[FRAGMENTO SELECCIONADO]:
Este año, Zapatero ha decidido adelantar varias semanas la tradicional liturgia del mitin de Rodiezmo, ese trasunto posmoderno de aquellas gallardas acampadas falangistas a cuenta de la revolución pendiente. Ya saben, Rodiezmo, la gran performance estival del socialismo camp con sus descamisados de atrezo; su Alfonso Guerra disfrazado del Lerroux de los buenos tiempos, cuando don Alejandro aún ejercía de emperador del Paralelo; y su estética kitsch de bolcheviques de la Señorita Pepys: prietas las filas, banderas al viento, puños subvencionados en alto, la Internacional –versión Georgie Dann– y litronas de demagogia a granel.
Y es que al estadista le urgía revelar la nueva de que los empresarios son muy, muy malos, al punto de que Díaz Ferrán, su falso profeta, "quiere llevarnos a una España de muchos años atrás". Terrible amenaza que, dada la erudición enciclopédica del presidente, debe apelar al Fuero del Trabajo de 1938, aquella Ley Fundamental de la dictadura que hacía más sencillo entablar un affaire con Greta Garbo que despedir a un empleado. Un berrinche, el de Zapatero por la frustrada foto del diálogo dizque social, que, por lo demás, cuenta con público de sobras entre el paisanaje local.
Porque, tanto en la izquierda como en la derecha, aún perviven aquí muchos atavismos psicológicos de la España carpetovetónica que creía en las virtudes milagrosas de los apaños corporativos con la misma fe que en los poderes sanatorios del perro de San Roque. Superstición de la que igual participan quienes fantasean ahora con otro Pacto de la Moncloa, obviando que el Estado ya ha sido desposeído de la soberanía económica imprescindible con tal de amasar semejantes cambalaches transversales.
Igual que Zapatero, para quien lo prioritario es huir a toda prisa, salir corriendo a la espera de que otros resuelvan la papeleta. De ahí todas esas patadas retóricas en el culo de Díaz Ferrán, sonoras coartadas a fin de encubrir que la política económica es lo que su nombre indica, política, y que la responsabilidad exclusiva de su diseño no corresponde a nadie más que al Gobierno. En concreto, a su presidente, ese cirujano de barro empeñado en tratar un cáncer terminal a base de aspirinas y Agua del Carmen. El mismo que pretendía delegar en enfermeras, camilleros y celadores la exclusiva decisión de cuál haya de ser el régimen hospitalario del moribundo. Él, el Fugitivo.

[DATOS PROPORCIONADOS]:
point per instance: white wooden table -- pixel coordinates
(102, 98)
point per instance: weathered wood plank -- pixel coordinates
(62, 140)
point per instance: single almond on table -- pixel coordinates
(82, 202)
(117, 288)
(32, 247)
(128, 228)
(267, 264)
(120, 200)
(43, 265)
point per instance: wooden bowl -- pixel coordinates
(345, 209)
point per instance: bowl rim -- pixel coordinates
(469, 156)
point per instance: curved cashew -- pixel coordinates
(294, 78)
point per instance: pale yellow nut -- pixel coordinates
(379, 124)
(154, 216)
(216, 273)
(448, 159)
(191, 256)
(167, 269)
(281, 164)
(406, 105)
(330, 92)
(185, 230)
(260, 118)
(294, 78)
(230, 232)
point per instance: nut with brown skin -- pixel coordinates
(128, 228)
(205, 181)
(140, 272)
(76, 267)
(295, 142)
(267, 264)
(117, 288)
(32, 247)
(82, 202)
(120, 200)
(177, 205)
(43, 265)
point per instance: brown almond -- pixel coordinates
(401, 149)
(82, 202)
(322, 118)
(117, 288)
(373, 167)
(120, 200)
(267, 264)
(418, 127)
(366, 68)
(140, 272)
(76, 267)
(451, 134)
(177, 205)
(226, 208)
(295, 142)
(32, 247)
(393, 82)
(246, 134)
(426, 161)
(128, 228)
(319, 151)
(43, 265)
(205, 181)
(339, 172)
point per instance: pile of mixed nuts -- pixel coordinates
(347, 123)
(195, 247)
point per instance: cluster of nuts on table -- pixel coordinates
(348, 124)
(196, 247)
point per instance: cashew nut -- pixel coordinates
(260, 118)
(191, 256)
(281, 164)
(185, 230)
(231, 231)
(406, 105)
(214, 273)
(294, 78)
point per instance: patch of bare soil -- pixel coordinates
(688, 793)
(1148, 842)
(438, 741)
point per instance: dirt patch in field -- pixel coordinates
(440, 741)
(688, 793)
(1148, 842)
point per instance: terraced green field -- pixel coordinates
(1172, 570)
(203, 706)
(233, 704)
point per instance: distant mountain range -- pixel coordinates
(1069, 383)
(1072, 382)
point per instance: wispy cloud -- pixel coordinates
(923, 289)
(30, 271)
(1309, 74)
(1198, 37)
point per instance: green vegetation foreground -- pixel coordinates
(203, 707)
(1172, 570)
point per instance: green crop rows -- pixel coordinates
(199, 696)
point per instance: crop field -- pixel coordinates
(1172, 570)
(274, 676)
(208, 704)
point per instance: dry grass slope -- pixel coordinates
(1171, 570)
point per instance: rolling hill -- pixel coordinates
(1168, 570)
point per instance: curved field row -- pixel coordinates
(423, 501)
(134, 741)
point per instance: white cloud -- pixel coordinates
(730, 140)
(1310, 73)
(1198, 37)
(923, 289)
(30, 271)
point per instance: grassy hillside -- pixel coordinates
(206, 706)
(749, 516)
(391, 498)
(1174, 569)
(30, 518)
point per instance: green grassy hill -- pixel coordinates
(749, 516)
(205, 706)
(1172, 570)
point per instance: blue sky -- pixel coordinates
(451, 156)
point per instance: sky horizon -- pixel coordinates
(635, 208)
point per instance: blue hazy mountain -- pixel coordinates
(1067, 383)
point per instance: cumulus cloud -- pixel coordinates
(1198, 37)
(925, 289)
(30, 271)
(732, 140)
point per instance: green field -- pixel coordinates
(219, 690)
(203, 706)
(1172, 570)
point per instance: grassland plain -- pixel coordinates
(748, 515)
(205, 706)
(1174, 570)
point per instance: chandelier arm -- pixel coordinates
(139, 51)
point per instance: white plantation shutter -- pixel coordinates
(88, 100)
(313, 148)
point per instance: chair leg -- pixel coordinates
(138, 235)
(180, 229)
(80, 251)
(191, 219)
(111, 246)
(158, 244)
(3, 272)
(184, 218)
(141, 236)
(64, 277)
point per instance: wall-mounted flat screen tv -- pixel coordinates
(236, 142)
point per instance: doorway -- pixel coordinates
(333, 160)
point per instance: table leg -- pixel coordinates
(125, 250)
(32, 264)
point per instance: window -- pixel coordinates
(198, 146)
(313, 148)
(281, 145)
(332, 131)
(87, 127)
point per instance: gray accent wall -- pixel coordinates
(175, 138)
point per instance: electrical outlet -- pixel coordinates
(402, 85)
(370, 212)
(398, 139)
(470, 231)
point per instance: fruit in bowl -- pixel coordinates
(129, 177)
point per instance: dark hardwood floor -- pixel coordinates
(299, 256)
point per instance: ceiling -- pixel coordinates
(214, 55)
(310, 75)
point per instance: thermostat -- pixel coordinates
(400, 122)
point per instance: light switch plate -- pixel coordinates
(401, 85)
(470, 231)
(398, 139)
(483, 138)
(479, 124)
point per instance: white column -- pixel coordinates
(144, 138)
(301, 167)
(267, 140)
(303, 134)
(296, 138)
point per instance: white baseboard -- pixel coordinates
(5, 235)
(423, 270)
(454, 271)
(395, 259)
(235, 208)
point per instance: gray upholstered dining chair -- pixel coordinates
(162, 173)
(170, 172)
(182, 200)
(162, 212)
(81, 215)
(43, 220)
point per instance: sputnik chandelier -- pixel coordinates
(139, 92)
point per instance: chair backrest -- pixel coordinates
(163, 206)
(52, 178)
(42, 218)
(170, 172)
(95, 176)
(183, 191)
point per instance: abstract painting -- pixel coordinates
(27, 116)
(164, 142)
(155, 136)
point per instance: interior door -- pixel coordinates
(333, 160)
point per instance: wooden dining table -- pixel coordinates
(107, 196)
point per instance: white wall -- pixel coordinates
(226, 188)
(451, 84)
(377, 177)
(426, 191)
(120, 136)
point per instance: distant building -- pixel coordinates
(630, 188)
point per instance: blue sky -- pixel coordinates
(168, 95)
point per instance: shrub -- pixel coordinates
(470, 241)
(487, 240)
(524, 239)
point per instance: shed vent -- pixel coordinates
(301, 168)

[CONSIGNA 1]:
Contesta brevemente a estas preguntas sobre el fragmento:
(a) ¿Qué mitin ha adelantado Zapatero varias semanas este año?
(b) ¿Qué ley de la dictadura se menciona y de qué año es?
(c) ¿Con qué pretende tratar un cáncer terminal el "cirujano de barro"?
[CONSIGNA 2]: Extrae del fragmento, sin ningún cambio, el pasaje que va desde "Porque, tanto en" hasta "semejantes cambalaches transversales.", ambos incluidos.
[CONSIGNA 3]: Según el fragmento, ¿para qué sirven las "patadas retóricas" de Zapatero contra Díaz Ferrán? Responde en una a tres oraciones.
Las filas no hacen falta para resolver estas tareas.

[RESPUESTA 1]:
(a) El mitin de Rodiezmo.
(b) El Fuero del Trabajo, de 1938.
(c) Con aspirinas y Agua del Carmen.

[RESPUESTA 2]:
Porque, tanto en la izquierda como en la derecha, aún perviven aquí muchos atavismos psicológicos de la España carpetovetónica que creía en las virtudes milagrosas de los apaños corporativos con la misma fe que en los poderes sanatorios del perro de San Roque. Superstición de la que igual participan quienes fantasean ahora con otro Pacto de la Moncloa, obviando que el Estado ya ha sido desposeído de la soberanía económica imprescindible con tal de amasar semejantes cambalaches transversales.

[RESPUESTA 3]: Son sonoras coartadas para encubrir que la política económica es política y que la responsabilidad exclusiva de su diseño corresponde solo al Gobierno, en concreto a su presidente.